◆ The exercise: Locate each line of the listing below that contains the string "flower" and copy it. Case matters.

◆ Data lines:
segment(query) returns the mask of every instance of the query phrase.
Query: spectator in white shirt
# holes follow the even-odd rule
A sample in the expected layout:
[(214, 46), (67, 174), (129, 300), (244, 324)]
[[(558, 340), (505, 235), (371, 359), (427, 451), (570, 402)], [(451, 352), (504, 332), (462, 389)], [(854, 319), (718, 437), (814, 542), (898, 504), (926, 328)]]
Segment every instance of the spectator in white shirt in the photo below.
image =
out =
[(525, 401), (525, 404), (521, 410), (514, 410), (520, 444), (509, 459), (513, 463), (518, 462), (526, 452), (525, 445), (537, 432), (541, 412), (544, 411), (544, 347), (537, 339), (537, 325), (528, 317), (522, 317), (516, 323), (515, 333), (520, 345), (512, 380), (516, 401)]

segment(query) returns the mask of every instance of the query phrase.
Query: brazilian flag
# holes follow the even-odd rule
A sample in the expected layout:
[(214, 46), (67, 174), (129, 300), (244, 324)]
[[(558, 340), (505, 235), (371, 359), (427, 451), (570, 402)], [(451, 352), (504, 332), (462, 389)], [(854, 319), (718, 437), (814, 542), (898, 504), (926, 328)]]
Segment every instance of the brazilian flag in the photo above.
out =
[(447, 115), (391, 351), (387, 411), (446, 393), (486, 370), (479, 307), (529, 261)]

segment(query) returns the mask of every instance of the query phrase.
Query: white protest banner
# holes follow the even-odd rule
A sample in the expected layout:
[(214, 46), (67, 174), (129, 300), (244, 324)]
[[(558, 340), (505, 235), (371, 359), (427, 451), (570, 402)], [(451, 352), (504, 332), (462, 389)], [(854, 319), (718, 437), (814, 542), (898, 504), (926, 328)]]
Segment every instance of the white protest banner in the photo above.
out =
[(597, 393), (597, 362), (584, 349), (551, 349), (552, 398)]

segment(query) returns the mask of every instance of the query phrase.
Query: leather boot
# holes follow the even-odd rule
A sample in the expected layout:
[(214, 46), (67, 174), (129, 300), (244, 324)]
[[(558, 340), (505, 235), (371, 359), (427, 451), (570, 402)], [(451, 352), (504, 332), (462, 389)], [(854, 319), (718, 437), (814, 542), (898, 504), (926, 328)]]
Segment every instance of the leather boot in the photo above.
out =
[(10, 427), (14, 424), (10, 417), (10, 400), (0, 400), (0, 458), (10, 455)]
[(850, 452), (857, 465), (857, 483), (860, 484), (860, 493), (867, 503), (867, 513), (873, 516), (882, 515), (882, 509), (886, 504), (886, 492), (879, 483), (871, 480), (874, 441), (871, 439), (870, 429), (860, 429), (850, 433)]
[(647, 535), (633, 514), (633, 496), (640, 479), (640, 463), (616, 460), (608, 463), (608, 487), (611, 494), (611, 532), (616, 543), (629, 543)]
* * *
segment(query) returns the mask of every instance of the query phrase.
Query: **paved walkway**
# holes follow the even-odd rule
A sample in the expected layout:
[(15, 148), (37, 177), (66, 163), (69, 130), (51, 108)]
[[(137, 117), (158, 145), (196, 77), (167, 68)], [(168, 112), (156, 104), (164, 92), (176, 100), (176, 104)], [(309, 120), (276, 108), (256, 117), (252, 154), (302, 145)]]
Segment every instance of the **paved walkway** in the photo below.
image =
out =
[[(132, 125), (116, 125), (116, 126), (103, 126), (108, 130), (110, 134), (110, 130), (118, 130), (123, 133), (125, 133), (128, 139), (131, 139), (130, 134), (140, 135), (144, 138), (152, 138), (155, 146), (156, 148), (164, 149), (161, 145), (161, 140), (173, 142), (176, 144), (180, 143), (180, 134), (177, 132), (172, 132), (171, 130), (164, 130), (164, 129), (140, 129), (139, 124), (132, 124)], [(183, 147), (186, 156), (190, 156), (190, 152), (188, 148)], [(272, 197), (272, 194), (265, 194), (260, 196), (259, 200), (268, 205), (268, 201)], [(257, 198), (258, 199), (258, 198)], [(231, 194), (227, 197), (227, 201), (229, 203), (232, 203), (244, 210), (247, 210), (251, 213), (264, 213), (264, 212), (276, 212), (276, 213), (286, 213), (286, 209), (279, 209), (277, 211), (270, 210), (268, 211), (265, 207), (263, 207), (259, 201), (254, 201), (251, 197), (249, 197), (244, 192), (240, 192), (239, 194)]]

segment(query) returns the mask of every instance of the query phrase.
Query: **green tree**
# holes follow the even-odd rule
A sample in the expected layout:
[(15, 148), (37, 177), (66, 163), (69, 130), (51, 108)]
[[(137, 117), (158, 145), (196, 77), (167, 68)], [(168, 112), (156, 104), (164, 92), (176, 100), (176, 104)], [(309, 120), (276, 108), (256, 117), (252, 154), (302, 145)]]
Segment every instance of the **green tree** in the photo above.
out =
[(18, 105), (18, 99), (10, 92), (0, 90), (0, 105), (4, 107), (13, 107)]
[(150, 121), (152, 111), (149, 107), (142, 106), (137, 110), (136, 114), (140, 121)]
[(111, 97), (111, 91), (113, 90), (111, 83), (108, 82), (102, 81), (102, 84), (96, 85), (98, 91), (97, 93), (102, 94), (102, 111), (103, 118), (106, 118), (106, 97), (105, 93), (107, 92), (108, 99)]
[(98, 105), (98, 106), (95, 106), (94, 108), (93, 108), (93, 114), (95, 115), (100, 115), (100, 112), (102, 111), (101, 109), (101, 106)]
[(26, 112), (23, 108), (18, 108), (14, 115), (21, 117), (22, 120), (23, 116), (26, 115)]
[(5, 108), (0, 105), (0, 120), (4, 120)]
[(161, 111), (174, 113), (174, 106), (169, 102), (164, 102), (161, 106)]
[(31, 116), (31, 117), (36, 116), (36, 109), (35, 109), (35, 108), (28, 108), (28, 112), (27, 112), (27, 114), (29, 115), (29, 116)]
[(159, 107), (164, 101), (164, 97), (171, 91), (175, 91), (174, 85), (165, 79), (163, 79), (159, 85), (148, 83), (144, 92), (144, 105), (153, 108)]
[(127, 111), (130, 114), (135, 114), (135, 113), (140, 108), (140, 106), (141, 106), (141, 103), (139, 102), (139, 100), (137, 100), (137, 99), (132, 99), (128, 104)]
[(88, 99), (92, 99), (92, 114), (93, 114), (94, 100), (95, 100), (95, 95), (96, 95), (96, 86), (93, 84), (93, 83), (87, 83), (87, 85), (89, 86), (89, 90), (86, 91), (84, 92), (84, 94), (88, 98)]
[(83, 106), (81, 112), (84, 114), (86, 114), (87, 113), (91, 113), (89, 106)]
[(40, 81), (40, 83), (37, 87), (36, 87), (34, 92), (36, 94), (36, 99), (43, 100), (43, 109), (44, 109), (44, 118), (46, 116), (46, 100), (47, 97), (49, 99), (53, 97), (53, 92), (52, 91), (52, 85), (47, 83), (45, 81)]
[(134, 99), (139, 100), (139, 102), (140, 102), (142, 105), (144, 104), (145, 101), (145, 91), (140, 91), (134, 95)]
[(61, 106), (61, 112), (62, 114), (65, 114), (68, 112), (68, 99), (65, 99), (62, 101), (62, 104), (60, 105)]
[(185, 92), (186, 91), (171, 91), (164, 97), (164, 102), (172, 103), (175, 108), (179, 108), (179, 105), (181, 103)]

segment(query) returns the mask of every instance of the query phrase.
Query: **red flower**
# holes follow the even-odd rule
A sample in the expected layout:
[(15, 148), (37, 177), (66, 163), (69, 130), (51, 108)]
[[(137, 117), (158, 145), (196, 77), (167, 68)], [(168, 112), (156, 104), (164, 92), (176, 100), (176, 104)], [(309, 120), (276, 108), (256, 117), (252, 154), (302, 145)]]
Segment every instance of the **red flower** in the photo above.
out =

◆ Problem solution:
Query: **red flower**
Segment every instance of the **red flower** in the photo above.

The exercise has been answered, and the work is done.